╭─ Data entries
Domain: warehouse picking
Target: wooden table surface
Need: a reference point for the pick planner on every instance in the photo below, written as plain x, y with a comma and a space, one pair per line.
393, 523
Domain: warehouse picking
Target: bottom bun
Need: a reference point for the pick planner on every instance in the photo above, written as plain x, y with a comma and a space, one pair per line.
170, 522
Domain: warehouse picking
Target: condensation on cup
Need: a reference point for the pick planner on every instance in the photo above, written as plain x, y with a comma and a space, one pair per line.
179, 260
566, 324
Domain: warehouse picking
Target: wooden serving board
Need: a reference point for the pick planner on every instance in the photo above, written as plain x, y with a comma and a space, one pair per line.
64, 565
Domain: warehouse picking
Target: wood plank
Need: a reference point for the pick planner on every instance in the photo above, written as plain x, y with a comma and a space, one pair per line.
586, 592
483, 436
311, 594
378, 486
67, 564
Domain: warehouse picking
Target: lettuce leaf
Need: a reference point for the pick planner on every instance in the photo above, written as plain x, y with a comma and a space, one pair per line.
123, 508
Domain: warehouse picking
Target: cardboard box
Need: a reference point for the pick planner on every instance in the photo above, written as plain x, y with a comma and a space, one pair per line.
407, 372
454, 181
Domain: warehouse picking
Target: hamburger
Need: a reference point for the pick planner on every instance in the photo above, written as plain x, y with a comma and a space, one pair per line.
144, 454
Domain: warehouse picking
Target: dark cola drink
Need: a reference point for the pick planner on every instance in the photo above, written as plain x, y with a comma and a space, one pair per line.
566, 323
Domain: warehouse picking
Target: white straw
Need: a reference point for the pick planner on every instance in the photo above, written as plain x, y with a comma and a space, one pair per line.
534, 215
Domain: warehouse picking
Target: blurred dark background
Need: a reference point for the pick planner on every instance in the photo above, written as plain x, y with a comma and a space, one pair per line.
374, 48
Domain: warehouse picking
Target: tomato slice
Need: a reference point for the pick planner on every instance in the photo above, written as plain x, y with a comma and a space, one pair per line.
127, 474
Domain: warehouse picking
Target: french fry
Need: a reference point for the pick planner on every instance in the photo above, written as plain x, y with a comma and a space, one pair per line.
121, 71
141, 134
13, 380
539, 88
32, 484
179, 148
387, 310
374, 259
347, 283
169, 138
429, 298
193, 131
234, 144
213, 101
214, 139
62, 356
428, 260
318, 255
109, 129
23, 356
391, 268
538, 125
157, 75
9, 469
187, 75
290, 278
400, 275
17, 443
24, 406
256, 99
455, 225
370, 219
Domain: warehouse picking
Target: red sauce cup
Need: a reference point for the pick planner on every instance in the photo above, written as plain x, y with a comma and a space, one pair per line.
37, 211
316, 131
╰─
_Aim_
Pull out each line above that contains the word "dark" and copy it in full.

_Worked answer_
Target: dark cola drink
Target: blurred dark background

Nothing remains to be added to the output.